THE TASK: In the news report below on Andhra Pradesh's electric buses, rewrite the passage starting at "VIJAYAWADA: The state" and ending at "sources in the state.", replacing "APSRTC" with "state road transport corporation".

TEXT FOR ANALYSIS:
================

DECCAN CHRONICLE. | SAMPAT G SAMRITAN
Published Sep 1, 2019, 2:34 am IST
Updated Sep 1, 2019, 3:09 am IST
State to plant 25 crore saplings in the current season: Jagan Mohan Reddy.
Initially, 1,000 buses will be taken off the road and they will be replaced by an equal number of electric buses. (Representational image)
 Initially, 1,000 buses will be taken off the road and they will be replaced by an equal number of electric buses. (Representational image)

VIJAYAWADA: The state government will gradually phase out 10,000 diesel run buses being plied by the APSRTC. Initially, 1,000 buses will be taken off the road and they will be replaced by an equal number of electric buses.

Then gradually, more buses will be added to the fleet. This exercise by the APSRTC is part of its efforts to streamline the public transportation system and make it pollution-free in the state.

 

Addressing a large gathering of people including students at Perecherla in Guntur district to mark the 70th Vana Mahotsvam on Saturday, Chief Minister Y.S. Jagan Mohan Reddy expressed his intent to address the increasing environmental pollution from various sources in the state.

The Chief Minister said that as his first move, he wanted to withdraw 1,000 diesel-run RTC buses and replace them with electric buses so that it would help contain environmental pollution to some extent.

Addressing a large gathering of people including students at Perecherla in Guntur district to mark the 70th Vana Mahotsvam on Saturday, the Chief Minister Y.S. Jagan Mohan Reddy expressed his intent to address the increasing environmental pollution from various sources in the state and added that as his first move, he wanted to withdraw 1,000 diesel-run RTC buses and replace them with electric buses so that it would help contain environmental pollution to some extent. He vowed to replace all 10,000 diesel-run buses in the state in due course of time.

================

MATERIAL PROVIDED:
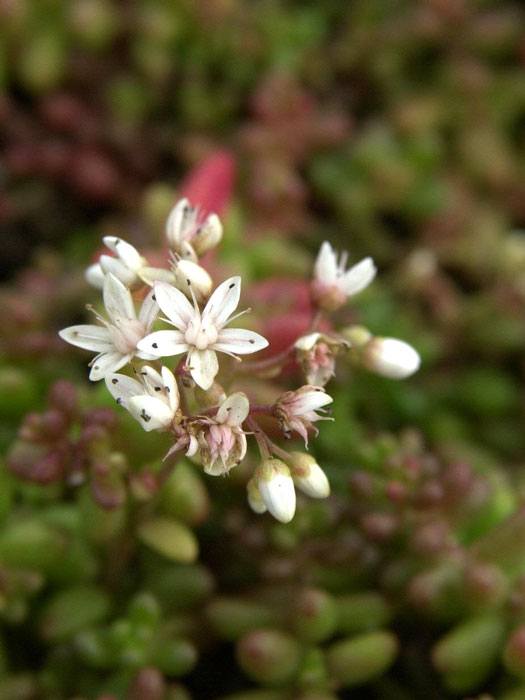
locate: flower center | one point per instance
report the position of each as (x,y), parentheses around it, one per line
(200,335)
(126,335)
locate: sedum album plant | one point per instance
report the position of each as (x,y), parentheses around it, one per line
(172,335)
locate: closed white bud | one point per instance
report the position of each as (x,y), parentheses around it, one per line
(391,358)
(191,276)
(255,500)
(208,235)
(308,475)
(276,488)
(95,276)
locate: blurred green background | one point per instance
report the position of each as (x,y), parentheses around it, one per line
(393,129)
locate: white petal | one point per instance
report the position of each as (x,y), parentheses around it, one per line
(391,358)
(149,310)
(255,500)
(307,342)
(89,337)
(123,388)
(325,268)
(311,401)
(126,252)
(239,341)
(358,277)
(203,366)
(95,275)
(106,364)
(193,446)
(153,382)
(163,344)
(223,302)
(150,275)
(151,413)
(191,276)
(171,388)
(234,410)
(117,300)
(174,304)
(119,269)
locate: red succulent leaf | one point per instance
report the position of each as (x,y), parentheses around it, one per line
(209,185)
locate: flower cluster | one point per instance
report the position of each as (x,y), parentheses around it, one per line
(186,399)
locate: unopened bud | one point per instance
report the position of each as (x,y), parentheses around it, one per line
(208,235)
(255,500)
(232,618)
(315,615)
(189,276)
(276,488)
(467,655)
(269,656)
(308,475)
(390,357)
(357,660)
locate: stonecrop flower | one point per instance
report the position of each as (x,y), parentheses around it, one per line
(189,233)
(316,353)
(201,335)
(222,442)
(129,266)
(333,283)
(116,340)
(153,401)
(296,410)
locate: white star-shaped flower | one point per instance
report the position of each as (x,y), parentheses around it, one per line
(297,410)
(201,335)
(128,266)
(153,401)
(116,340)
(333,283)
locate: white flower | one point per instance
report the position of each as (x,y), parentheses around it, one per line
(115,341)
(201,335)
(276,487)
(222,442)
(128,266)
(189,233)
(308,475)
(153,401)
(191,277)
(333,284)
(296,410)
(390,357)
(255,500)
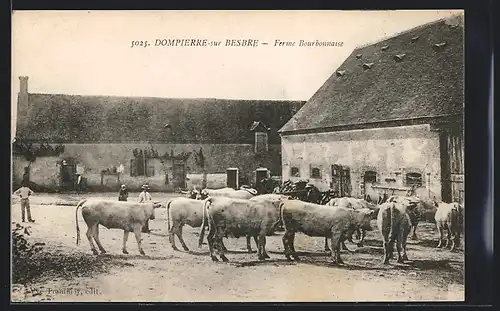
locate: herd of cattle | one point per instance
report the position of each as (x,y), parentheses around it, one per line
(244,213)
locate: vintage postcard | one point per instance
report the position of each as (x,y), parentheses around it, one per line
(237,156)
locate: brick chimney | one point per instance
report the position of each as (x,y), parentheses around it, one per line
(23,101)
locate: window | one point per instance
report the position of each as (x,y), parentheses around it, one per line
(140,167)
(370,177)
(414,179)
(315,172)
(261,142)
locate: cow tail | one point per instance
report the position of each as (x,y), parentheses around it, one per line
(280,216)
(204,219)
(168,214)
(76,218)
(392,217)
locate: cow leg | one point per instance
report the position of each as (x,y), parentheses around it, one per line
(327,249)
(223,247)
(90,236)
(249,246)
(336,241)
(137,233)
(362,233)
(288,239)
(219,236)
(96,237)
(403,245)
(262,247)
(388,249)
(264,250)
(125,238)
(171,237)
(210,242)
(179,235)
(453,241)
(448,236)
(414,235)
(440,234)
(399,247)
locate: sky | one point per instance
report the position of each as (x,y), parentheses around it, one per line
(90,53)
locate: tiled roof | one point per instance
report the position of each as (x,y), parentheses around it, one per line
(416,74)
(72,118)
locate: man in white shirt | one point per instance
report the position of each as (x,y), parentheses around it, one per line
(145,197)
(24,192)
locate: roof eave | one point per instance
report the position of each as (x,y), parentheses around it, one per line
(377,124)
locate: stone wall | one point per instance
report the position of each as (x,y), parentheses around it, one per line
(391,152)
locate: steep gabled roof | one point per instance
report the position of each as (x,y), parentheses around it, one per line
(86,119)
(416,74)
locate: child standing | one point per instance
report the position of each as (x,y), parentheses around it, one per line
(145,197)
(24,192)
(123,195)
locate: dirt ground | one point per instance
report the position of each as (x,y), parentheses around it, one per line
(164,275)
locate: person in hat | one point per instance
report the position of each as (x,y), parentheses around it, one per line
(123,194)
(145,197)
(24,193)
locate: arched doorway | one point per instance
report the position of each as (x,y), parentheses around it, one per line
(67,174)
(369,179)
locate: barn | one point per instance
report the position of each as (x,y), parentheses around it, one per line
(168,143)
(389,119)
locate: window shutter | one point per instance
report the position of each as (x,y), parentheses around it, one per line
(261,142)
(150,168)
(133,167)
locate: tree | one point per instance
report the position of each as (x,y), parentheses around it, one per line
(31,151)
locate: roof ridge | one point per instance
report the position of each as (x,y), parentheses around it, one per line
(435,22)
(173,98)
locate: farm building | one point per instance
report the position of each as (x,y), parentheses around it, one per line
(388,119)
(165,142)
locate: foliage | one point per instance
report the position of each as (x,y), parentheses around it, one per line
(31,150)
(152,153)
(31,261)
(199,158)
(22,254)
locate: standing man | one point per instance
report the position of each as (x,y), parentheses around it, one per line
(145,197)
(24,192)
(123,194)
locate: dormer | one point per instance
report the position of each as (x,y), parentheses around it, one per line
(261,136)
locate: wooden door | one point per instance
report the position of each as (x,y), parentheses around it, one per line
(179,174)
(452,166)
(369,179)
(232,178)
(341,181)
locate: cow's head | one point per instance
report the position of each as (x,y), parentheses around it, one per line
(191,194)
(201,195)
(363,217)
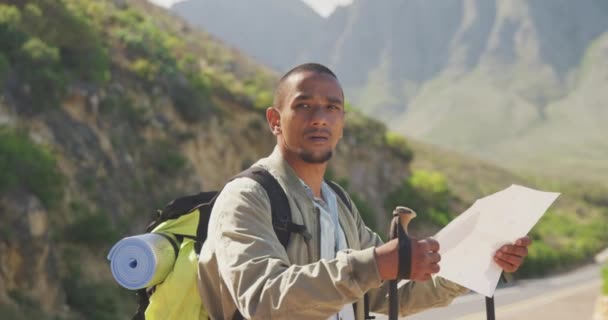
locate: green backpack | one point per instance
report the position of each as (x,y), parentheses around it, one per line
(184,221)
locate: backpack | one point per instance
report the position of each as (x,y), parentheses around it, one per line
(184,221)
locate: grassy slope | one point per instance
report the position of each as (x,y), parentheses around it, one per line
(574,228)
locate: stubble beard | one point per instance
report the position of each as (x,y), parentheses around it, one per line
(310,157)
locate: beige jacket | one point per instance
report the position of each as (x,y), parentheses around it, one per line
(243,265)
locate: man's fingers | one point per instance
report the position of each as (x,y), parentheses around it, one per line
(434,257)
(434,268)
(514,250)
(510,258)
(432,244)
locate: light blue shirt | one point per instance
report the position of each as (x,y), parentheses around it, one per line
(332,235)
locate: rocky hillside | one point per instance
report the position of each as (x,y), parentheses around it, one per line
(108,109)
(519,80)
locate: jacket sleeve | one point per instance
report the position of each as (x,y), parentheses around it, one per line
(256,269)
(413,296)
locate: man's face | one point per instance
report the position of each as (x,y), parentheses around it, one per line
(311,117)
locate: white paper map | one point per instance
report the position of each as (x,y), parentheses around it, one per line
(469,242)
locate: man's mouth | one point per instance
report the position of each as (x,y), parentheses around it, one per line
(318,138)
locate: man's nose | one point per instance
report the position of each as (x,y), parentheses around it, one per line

================

TASK SOLUTION:
VIJAYAWADA: The state government will gradually phase out 10,000 diesel run buses being plied by the state road transport corporation. Initially, 1,000 buses will be taken off the road and they will be replaced by an equal number of electric buses.

Then gradually, more buses will be added to the fleet. This exercise by the state road transport corporation is part of its efforts to streamline the public transportation system and make it pollution-free in the state.

 

Addressing a large gathering of people including students at Perecherla in Guntur district to mark the 70th Vana Mahotsvam on Saturday, Chief Minister Y.S. Jagan Mohan Reddy expressed his intent to address the increasing environmental pollution from various sources in the state.